=== Extract provided ===

Advice to Artists
1. The business of an artist is to create “an
experience” for herself and for audience members. An experience is an
organic whole.
2. The creative process, when authentic,
begins with a striking moment followed by development towards completion.
3. The artist should also attend to how the
audience will respond creatively to her work:
the audience members too will undergo development towards conclusion.
4. Attend always to your medium: the arts are different based on the
exploitation “of the energy that is characteristic of the material used as a
medium.” (253)
5. Art is a matter of self-expression.
6. Just as the physical materials change so
too inner materials are progressively
reformed in the creative process. (77)
It is through this that the expressive at is built up.
7. Take materials from the public realm,
transmit and intensify the qualities in your medium. Then put back into the public realm.
8. Focus on developing rhythm in your work. “Rhythm is rationality among qualities.”
(175)
9. Rhythm requires both repetition and
variation.
10. A work that has rhythm is one in which
parts and whole interpret each other.

Records from a data collection:
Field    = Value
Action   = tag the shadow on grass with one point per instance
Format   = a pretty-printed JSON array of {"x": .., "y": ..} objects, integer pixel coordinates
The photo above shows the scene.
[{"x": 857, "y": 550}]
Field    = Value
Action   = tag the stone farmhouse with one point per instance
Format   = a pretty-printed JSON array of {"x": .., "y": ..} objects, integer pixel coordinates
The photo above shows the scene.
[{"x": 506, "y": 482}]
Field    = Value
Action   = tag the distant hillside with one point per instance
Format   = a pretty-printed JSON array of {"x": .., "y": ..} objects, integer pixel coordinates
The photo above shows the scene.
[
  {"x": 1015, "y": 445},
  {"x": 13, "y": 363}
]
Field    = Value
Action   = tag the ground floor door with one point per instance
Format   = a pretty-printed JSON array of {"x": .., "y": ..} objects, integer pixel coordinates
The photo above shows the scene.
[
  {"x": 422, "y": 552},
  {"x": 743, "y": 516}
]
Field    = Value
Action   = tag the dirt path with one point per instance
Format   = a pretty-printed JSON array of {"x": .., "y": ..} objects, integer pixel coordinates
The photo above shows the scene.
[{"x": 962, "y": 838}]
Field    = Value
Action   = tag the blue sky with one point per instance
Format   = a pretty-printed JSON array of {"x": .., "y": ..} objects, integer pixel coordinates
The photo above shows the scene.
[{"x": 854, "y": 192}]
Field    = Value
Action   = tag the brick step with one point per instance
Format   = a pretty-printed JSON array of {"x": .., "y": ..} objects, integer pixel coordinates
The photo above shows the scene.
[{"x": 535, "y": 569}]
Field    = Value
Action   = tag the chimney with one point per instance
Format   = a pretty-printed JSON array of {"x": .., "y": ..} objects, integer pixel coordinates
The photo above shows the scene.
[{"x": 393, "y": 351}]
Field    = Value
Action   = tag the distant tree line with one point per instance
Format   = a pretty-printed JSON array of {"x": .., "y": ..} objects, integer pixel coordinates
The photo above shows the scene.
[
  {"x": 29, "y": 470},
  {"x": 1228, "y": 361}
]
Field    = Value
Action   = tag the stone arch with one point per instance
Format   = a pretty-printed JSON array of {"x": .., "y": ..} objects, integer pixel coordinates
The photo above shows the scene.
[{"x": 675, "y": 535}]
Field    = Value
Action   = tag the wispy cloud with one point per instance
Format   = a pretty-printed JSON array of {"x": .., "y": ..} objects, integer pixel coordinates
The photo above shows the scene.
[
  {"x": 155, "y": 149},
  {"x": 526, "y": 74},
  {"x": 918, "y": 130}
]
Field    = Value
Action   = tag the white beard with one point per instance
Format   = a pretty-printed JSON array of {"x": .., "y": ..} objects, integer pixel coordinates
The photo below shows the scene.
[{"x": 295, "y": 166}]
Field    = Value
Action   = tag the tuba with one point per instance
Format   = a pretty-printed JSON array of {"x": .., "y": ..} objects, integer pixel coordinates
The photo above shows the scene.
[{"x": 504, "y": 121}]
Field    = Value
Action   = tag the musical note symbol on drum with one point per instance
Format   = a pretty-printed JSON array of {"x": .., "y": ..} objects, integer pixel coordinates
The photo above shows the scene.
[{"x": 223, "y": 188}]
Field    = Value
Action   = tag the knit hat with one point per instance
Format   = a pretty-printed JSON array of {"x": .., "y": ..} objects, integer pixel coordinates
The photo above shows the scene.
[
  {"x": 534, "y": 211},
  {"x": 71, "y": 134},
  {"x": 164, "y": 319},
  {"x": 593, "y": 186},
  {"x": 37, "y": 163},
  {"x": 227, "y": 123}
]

=== To do ===
1) In the advice to artists, rewrite the item beginning "The artist should also attend" as one shorter sentence that keeps its main facts.
2) Say whether each statement agrees with the advice to artists, answering yes or no and quoting the words that decide it: (a) Rhythm needs both repetition and variation. (b) The creative process starts with development toward completion. (c) Artists are told to keep their materials out of the public realm.

=== Responses to the tasks ===
1) The artist should consider how the audience will respond creatively to her work, since audience members also develop toward a conclusion.

2)
(a) Yes: "Rhythm requires both repetition and variation."
(b) No: "begins with a striking moment followed by development towards completion."
(c) No: "Take materials from the public realm, transmit and intensify the qualities in your medium. Then put back into the public realm."